GIVEN TEXT:
====
FOR IMMEDIATE RELEASE
Institute for the Study of Global Antisemitism and Policy findings expose how fifty-year Muslim Brotherhood campaign at America’s top Catholic university has shaped U.S. foreign policy and normalized anti-Western extremism within elite academic circles
ISGAP calls for a federal investigation into Qatar’s specific influence at Georgetown and an immediate halt to any activities linked to this funding until such activities undergo full scrutiny by relevant security and regulatory bodies
NEW YORK, June 10, 2025 – Ahead of a new congressional hearing into Georgetown University’s foreign funding ties, The Institute for the Study of Global Antisemitism and Policy (ISGAP) today released a major new report exposing a 50-year Muslim Brotherhood campaign and 20-year Qatari funding strategy to reshape American foreign policy through elite academia. According to the research, Qatar has funneled over $1.070 billion into Georgetown University. The ISGAP report, authored by leading scholars on the Muslim Brotherhood, forensic accounting and terror financing, offers the most comprehensive evidence to date of how those committed to antisemitic and anti-Western ideologies, particularly the Muslim Brotherhood with the support of the Qatari Regime, use academic funding to infiltrate US universities, influence future leadership, and legitimize anti-democratic thinking, anti-Americanism and antisemitism from within.
====
THE REQUEST:
Continue the press release about the ISGAP report on Qatari funding at Georgetown University, starting right after its last sentence.

RECORDS PROVIDED:
====
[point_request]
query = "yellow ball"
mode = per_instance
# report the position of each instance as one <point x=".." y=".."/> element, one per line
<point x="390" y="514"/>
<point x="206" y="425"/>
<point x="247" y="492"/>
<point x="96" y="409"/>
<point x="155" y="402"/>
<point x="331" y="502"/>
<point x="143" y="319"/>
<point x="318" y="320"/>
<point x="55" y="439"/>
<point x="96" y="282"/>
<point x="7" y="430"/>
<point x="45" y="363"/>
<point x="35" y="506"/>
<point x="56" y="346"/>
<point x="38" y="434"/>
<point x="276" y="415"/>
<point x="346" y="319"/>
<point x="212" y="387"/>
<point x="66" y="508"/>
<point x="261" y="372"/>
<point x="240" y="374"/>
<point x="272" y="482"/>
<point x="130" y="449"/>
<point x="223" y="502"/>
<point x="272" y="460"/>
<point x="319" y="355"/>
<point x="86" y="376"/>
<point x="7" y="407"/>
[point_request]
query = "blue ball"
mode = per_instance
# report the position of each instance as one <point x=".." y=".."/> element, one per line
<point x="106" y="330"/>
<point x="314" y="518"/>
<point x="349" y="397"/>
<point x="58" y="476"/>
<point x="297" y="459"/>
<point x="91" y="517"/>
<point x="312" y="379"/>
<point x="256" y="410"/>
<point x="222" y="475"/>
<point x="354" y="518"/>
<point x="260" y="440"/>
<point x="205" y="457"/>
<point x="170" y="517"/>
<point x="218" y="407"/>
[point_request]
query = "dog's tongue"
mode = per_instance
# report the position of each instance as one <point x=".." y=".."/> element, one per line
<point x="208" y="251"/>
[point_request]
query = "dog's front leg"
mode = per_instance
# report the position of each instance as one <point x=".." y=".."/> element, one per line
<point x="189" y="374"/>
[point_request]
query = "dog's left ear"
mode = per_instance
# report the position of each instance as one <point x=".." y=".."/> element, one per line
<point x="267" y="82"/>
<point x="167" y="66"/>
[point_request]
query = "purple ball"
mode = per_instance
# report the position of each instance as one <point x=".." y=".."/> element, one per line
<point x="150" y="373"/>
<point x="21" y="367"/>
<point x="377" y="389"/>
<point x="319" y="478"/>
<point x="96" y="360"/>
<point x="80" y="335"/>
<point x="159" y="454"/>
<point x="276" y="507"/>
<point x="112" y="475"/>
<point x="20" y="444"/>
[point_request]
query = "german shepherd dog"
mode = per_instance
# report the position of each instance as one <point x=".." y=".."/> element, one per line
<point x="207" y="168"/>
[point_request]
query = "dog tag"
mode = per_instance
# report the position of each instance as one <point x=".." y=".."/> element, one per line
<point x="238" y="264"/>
====
WRITTEN REPLY:
The report, titled “Foreign Infiltration: Georgetown University, Qatar, and the Muslim Brotherhood,” lays bare how Qatari money is systematically used to buy influence, compromise academic integrity, and embed Islamist ideologies at the heart of American higher education. Georgetown, the oldest Jesuit Catholic university in the United States with one of the most prestigious diplomatic training programs globally, serves as a primary pipeline of graduates to the U.S. State Department. The university has become a central platform for advancing the agenda of the Qatari regime and its deep affiliation with the Muslim Brotherhood, whitewashing extremism and exporting anti-Western and antisemitic ideological narratives that undermine core American democratic values.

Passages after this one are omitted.